→ To do:
(1) Reproduce the part of the Caucasian House library post that runs between "Collected poems of" and "Armenian Apostolic Church.", inclusive.
(2) Using the Caucasian House library post, answer these questions.
(a) How many months in total has the author spent in Georgia so far?
(b) In what year did Caucasian House first publish the Kurdish translation of "Knight in the Tiger's Skin"?
(c) Which Georgian king did Sayat-Nova serve?
(3) Pick up the Caucasian House library post after its last sentence and continue writing it.

To briefly introduce myself: my name is Bennett Clifford, and I’m an American intern at Caucasian House. In total, I’ve spent eight months in Georgia so far- five in 2016-2017 and three in 2015. It’s been enough time to settle in, figure out (some of) the local landscape, and even learn some Georgian. Before I started at Caucasian House, I worked at two other think tanks in Tbilisi: CRRC-Georgia and the Georgian Foundation for Strategic and International Studies. While most of the time I focus on studying terrorism and ethnic conflict, I also am interested in the various cultures and traditions among the peoples of the Caucasus, especially their poetry, music, and folklore. Before I started at Caucasian House, I didn’t know that originally Caucasian House was (and still is) a prolific publisher of books and articles about the peoples of the Caucasus in multiple languages. Working in the Caucasian House library every day is a Caucasus follower’s dream come true in terms of the variety of books in different languages about the Caucasus. Here’s a small sampler of three texts that I found in the Caucasian House library that I thought were especially interesting:

“Wergirê P’ostê Piling”: Shota Rustaveli’s “Knight in the Tiger’s Skin” in the Kurdish language16388628_1440719892618756_537942849_o

By far, the most famous work of Georgian literature is „ვეფხისტყაოსანი“ [Knight in the Tiger’s Skin], an epic poem written by Shota Rustaveli in the 12th century. It was produced during the Golden Age of Georgia under the reign of Queen Tamar. Rustaveli, mainly due to “Knight in the Tiger’s Skin”, is considered the national poet of Georgia: the airport and the main street in Tbilisi are both named after him. Moreover, Georgians consider the themes of the poem to represent their deeply-held cultural values, such as chivalry and hospitality.

The poem was first translated out of Georgian into Russian in 1802. Since that time, it has been translated into over 30 languages, including most major global and regional languages. Caucasian House originally published “Wergirê P’ostê Piling”, a translation of the work into the Kurdish language (in the Kurmanji dialect). For hundreds of years, Kurdish people have lived in the Caucasus, including a significant number in Tbilisi. Jardoe Assad (Arto Ozmanyan), a Kurdish poet and writer who lived in Tbilisi, started the translation and spent twenty-five years translating the work into the Kurdish language. However, at the time of the original translation, he wrote the Kurdish text using the Cyrillic alphabet: now, the translation uses the modern Latin alphabet used for writing the Kurdish language. Caucasian House was the first organization to publish this translation in 2007.

Collected poems of Sayat-Nova, in Georgian, Armenian, and Azerbaijani languages


Sayat-Nova (In Persian: “King of Songs”) was born in Tbilisi in the 18th century; at that time, Tbilisi was controlled by the Safavid Empire. He was one of the most famous ashughs (a bard performing traditional poetry and folk songs) of all time, and served in the court of the Georgian king Erekle II. Besides being a court performer, he also was a skilled diplomat who assisted Erekle II in forming alliances with other kingdoms against the Persian empires. However, he lost his position when he fell in love with the king’s sister, was banished from the court, and became a monk in the Armenian Apostolic Church.

→ Dataset records:
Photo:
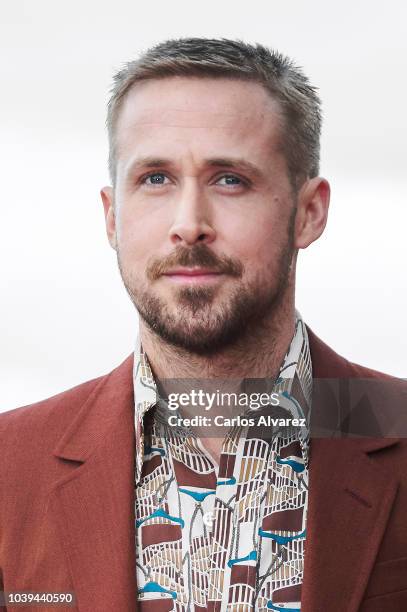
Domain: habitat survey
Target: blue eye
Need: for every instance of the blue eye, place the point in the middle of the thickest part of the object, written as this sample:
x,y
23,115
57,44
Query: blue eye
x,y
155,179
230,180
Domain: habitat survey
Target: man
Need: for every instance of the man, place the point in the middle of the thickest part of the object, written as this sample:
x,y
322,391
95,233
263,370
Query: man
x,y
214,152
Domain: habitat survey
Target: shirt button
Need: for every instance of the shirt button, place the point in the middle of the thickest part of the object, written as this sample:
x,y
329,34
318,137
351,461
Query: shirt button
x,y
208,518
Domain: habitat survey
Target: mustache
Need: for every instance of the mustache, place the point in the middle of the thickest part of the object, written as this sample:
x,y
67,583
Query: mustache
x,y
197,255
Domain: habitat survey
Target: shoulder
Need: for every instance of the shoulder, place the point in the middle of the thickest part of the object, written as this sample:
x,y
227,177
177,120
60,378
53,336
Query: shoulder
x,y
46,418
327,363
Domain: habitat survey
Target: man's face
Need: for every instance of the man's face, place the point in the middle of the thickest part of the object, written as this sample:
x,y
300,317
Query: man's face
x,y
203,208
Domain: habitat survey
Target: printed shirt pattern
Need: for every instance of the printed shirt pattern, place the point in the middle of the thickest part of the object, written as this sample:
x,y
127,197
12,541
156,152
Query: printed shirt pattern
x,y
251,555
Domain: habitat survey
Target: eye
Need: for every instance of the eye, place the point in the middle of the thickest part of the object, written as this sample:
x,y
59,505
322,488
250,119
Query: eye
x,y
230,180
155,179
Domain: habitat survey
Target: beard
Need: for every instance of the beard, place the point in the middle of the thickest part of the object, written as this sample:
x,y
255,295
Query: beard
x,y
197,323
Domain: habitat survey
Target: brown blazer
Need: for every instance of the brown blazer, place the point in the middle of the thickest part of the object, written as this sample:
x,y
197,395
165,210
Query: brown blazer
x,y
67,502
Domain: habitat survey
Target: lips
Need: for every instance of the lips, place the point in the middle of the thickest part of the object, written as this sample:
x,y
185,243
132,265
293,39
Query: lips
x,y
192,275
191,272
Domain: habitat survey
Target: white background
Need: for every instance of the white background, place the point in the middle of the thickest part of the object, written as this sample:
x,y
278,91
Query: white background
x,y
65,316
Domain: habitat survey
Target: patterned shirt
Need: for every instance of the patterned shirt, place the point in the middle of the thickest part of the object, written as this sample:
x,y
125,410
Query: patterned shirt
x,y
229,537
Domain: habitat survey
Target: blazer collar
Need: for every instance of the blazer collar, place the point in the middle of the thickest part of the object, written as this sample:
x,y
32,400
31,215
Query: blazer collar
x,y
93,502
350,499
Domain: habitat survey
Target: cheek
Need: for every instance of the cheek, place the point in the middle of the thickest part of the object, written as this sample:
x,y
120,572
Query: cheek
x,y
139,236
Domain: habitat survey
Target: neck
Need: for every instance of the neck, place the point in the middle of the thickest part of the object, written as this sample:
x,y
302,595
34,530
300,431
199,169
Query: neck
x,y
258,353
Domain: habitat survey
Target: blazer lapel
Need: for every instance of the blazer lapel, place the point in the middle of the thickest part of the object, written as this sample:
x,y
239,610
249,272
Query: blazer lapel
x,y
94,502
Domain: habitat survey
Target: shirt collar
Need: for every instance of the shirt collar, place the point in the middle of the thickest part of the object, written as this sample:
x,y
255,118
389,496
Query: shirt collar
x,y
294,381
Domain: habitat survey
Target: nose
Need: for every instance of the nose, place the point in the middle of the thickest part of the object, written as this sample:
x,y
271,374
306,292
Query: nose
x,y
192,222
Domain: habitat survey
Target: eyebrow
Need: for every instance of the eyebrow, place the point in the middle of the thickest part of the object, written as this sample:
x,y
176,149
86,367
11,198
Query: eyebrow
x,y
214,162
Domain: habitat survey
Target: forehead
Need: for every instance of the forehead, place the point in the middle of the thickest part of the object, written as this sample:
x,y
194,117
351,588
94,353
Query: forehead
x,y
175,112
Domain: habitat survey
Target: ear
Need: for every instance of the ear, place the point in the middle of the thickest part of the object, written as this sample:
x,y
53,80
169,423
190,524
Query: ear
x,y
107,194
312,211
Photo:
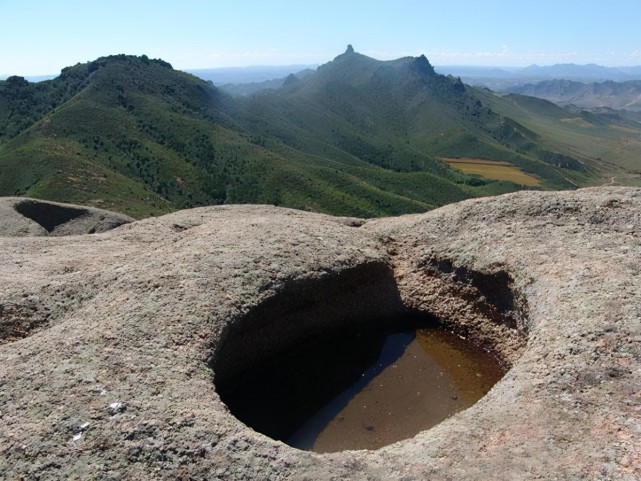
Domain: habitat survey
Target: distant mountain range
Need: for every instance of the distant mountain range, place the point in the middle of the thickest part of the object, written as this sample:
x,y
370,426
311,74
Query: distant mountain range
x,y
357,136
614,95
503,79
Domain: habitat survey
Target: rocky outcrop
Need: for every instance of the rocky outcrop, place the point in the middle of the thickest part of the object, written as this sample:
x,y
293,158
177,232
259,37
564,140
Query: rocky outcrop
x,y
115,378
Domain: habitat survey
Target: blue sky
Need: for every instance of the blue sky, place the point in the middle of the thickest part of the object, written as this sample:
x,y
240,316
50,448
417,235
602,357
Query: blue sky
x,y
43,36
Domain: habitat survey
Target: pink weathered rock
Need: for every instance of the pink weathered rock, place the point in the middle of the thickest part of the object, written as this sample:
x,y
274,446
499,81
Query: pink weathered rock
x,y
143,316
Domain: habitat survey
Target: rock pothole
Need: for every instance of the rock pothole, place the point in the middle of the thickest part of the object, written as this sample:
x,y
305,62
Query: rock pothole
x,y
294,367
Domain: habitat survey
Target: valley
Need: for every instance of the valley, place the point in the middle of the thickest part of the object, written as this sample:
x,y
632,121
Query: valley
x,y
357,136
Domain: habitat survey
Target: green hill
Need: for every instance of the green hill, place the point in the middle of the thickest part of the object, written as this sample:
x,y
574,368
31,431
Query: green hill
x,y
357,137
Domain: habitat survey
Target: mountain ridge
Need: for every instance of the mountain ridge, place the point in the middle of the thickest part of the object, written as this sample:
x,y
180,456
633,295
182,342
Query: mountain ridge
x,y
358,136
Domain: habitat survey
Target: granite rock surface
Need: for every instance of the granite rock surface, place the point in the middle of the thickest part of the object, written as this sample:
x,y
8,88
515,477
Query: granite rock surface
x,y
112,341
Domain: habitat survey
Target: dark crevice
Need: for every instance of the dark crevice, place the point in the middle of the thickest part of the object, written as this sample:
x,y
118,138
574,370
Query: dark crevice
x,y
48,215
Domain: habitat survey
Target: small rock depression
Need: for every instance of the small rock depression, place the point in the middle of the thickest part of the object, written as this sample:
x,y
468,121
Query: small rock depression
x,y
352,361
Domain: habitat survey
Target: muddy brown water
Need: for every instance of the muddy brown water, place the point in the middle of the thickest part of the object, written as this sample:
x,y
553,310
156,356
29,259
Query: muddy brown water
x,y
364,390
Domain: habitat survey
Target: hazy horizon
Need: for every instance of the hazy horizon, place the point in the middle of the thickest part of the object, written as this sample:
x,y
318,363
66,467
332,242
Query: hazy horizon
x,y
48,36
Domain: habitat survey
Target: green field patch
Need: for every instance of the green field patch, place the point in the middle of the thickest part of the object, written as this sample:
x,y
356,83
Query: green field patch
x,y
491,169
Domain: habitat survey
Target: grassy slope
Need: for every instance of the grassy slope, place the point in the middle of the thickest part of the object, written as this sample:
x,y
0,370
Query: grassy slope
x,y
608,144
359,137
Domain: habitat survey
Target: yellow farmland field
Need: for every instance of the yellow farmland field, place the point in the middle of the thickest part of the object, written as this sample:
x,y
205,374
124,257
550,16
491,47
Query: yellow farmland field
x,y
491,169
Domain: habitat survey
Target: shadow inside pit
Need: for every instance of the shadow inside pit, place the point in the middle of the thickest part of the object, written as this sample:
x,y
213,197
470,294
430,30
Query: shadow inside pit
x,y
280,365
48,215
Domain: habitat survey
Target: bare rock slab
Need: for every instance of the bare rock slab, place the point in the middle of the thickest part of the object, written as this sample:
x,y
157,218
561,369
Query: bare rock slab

→ Results by task:
(1)
Collected poems of Sayat-Nova, in Georgian, Armenian, and Azerbaijani languages


Sayat-Nova (In Persian: “King of Songs”) was born in Tbilisi in the 18th century; at that time, Tbilisi was controlled by the Safavid Empire. He was one of the most famous ashughs (a bard performing traditional poetry and folk songs) of all time, and served in the court of the Georgian king Erekle II. Besides being a court performer, he also was a skilled diplomat who assisted Erekle II in forming alliances with other kingdoms against the Persian empires. However, he lost his position when he fell in love with the king’s sister, was banished from the court, and became a monk in the Armenian Apostolic Church.

(2)
(a) Eight months
(b) 2007
(c) Erekle II

(3)
Sayat-Nova composed dozens of poems in a variety of languages, including Armenian, Georgian, Azerbaijani, and Persian. These poems are a national symbol for several of the countries of the Caucasus, and became popular in the West due to Sergei Parajanov’s film “The Color of Pomegranates”. In 2005, Caucasian House published a collection of Sayat-Nova’s poems in Georgian, Armenian, and Azerbaijani languages.

ქისტების ადათ-წესები [Kist Adat laws] by Khaso Khangoshvili



The Kist people are descendants of Nakh tribes from the North Caucasus who fled the area that is now Chechnya and moved to the Pankisi Valley in Georgia during the 19th century. Since their arrival, Kists have adopted the Georgian language and also Georgian-style surnames. In addition to Georgian, the Kists speak their own language, Kist, which is closely related to Chechen and Ingush languages. Most Kists are Muslims. In combination with the laws of Islam, many Kists still follow folk laws, called adat, which provide legal frameworks for daily life, behavior, dispute resolution, and other legal matters.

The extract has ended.